§ ABOUT THIS EXERCISE: Search the data for the string "person" and copy each line in which it appears.

[Natural-language object grounding data]
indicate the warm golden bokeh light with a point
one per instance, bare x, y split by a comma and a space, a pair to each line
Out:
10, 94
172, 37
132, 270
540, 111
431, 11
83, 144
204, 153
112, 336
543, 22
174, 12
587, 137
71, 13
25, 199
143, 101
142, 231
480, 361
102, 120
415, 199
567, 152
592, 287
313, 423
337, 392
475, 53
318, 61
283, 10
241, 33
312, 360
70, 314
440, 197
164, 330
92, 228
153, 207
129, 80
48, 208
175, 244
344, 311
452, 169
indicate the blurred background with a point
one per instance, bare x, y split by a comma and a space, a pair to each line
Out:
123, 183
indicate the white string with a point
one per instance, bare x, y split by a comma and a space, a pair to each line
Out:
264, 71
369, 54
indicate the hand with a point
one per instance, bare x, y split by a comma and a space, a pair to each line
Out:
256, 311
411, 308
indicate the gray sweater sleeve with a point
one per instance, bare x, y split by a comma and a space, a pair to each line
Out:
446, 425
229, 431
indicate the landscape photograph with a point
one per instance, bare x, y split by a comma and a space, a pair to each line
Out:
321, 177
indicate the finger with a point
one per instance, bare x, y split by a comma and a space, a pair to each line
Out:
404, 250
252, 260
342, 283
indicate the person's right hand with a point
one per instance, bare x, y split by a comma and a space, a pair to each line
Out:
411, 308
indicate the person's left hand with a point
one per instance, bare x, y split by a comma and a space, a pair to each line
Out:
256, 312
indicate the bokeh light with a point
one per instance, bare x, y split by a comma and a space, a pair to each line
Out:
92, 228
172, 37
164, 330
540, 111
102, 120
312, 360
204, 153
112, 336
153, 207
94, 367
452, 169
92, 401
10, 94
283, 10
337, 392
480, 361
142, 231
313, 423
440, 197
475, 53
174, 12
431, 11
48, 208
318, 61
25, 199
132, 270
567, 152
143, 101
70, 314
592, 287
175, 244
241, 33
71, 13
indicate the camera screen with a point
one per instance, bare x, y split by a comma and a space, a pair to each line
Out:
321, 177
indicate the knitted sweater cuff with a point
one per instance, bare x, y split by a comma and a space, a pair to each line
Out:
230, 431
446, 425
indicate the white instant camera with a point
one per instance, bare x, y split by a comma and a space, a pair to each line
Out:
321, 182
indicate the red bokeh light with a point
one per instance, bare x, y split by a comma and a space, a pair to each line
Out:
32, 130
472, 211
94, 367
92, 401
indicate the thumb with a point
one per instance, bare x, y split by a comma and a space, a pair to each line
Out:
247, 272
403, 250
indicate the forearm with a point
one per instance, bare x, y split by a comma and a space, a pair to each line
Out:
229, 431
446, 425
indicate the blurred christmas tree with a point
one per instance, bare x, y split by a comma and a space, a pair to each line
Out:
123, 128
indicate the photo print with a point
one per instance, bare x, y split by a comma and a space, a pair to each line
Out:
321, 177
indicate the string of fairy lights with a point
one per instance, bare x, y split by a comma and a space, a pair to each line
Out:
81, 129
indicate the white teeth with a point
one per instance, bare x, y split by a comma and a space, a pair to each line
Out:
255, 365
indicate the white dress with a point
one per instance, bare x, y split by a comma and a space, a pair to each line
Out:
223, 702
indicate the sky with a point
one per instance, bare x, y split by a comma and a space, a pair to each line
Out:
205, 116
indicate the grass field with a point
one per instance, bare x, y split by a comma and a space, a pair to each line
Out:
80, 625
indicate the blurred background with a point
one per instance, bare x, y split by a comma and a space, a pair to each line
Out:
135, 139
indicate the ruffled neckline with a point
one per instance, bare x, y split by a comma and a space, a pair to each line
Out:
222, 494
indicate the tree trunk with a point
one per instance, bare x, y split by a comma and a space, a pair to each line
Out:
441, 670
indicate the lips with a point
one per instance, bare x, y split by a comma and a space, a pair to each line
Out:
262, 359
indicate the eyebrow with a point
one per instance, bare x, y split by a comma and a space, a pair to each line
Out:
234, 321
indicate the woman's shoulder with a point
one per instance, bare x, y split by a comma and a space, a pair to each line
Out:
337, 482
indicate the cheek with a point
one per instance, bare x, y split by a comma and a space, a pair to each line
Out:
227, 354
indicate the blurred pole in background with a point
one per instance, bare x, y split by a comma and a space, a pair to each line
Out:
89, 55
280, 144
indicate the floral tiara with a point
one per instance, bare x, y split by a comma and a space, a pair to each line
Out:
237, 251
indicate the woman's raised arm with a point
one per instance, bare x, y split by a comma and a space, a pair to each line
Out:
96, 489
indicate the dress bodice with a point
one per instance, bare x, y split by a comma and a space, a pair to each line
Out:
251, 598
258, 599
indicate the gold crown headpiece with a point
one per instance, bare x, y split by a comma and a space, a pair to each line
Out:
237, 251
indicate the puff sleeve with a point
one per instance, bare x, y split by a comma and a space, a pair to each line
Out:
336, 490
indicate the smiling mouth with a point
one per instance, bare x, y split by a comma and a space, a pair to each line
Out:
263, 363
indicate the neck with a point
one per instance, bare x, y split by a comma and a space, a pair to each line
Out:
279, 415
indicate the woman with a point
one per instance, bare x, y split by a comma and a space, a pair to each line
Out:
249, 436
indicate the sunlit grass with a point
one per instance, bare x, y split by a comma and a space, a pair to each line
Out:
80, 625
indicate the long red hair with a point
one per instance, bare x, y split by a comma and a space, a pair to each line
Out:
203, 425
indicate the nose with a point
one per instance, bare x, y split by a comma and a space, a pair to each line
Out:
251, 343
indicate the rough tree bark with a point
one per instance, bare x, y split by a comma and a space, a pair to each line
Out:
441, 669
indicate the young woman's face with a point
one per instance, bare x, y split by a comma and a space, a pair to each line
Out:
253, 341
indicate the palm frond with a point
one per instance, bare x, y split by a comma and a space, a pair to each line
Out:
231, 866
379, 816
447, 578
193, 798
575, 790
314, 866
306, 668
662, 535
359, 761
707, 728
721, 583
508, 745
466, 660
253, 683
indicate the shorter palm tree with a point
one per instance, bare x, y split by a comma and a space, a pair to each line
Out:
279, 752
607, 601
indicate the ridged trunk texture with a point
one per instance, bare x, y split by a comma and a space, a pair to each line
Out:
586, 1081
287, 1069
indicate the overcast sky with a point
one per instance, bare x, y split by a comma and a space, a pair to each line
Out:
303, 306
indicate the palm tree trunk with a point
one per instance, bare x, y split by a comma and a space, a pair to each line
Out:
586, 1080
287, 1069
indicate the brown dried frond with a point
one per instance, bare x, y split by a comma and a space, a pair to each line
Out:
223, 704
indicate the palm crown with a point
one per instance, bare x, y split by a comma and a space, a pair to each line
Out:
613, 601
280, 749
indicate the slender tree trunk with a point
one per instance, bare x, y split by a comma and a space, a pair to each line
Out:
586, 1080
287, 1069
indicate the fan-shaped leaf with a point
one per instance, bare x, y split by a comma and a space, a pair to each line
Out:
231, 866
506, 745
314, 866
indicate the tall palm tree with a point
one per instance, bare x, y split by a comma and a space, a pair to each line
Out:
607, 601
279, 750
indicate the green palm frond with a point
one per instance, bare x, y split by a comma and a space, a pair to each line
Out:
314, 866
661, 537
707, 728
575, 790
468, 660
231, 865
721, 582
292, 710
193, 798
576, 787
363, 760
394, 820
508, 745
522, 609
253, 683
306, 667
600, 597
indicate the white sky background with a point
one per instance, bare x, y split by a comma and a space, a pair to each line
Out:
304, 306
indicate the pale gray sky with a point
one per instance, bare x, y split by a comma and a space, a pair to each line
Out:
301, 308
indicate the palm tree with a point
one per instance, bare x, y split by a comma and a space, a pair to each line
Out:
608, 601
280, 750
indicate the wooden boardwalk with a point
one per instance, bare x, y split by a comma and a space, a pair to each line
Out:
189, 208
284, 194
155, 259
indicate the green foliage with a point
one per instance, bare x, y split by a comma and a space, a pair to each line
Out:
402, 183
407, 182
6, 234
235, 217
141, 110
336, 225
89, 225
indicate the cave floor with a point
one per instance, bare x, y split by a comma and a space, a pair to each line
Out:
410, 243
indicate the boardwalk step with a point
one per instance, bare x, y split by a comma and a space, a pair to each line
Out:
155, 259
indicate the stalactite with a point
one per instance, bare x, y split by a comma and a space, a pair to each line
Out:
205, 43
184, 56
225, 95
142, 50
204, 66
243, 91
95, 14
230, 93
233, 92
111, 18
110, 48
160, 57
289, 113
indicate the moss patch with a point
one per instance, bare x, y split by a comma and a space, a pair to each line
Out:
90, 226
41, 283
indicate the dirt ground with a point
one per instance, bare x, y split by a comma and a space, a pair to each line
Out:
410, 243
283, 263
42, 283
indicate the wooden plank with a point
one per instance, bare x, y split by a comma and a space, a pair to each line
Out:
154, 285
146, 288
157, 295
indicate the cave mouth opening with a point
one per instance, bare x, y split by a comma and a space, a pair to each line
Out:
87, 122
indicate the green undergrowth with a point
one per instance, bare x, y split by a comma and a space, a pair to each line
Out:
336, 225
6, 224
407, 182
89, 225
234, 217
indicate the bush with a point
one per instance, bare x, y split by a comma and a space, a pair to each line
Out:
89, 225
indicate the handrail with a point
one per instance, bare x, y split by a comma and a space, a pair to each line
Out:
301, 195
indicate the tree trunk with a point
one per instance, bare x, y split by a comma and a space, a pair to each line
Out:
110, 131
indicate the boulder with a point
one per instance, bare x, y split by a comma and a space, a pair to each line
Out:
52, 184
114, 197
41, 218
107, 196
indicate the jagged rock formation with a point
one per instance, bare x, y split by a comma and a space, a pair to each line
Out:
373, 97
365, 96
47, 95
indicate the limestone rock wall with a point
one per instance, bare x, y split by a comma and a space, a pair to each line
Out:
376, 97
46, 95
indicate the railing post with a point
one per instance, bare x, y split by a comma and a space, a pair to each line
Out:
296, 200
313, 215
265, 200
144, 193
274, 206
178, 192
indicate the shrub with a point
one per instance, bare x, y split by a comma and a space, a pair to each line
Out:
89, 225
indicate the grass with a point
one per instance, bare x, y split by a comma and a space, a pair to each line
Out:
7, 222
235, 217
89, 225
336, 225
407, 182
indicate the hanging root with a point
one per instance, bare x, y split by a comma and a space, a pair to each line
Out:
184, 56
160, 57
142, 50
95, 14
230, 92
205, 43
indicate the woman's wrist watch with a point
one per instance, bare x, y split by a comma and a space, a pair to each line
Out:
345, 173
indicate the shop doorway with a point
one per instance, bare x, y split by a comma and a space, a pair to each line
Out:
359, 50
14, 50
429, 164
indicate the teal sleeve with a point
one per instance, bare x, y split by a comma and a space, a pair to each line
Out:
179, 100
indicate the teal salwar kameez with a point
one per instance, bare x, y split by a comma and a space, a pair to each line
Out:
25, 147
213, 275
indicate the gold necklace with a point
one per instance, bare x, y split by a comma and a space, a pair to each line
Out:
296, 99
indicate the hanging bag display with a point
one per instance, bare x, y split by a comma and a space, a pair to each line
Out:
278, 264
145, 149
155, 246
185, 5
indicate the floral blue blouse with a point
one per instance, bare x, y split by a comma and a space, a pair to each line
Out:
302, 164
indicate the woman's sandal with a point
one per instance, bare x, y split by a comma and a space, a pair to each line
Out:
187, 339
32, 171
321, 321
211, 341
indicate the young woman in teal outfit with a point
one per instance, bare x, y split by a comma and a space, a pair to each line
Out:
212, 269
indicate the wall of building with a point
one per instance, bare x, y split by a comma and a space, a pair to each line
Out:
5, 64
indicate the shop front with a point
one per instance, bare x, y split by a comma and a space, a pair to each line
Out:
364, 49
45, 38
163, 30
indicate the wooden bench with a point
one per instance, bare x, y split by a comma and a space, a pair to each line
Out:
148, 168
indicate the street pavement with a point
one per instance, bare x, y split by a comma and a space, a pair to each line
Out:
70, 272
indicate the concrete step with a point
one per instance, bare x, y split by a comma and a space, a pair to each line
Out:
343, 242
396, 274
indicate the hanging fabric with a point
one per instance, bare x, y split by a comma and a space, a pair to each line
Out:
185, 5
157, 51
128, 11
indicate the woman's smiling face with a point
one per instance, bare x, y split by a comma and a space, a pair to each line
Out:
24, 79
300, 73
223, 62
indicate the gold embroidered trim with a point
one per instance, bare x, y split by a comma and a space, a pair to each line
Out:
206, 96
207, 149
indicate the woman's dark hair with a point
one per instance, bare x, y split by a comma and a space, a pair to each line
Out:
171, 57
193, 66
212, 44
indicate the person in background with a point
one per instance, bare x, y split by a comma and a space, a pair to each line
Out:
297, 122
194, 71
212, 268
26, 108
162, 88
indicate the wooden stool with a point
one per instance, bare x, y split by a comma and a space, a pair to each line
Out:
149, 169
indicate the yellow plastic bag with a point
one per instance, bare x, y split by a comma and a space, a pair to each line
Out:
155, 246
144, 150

§ ANSWER TO THIS EXERCISE:
indicate the person's right hand with a point
indicate the person's left hand with a point
indicate the person in background with a point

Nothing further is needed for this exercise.